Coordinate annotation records
--- START ---

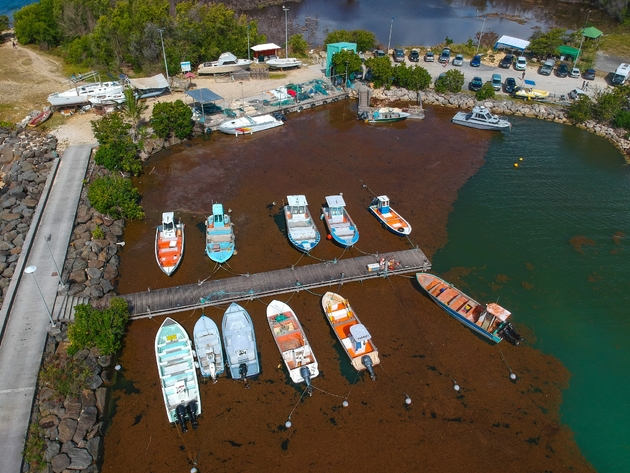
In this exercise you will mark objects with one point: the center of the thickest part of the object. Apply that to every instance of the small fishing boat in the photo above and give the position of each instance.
(489, 321)
(301, 229)
(283, 62)
(219, 235)
(40, 118)
(169, 243)
(341, 227)
(243, 125)
(208, 347)
(239, 341)
(178, 378)
(352, 334)
(481, 118)
(226, 63)
(291, 340)
(388, 217)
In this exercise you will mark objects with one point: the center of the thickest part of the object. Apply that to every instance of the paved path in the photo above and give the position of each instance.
(24, 337)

--- END ---

# WHAT THE TASK REQUIRES
Can you render every line of the records above as a numbered list, omitting blank lines and leaving out the pictures?

# WRITTEN SOLUTION
1. In this exercise you will mark objects with one point: the center of the thickest part of the object. Apply that to every instance of the small fishing boat in the photo above and give the position of each instance.
2. (489, 321)
3. (301, 229)
4. (283, 62)
5. (219, 235)
6. (40, 118)
7. (169, 243)
8. (341, 227)
9. (243, 125)
10. (208, 347)
11. (239, 341)
12. (178, 378)
13. (352, 334)
14. (481, 118)
15. (226, 63)
16. (291, 340)
17. (388, 217)
18. In this exercise you will mark objects with one point: the center of the thickest part of the object. Apply that to every instance of the paved path in the photo above and give the position of each instance.
19. (24, 337)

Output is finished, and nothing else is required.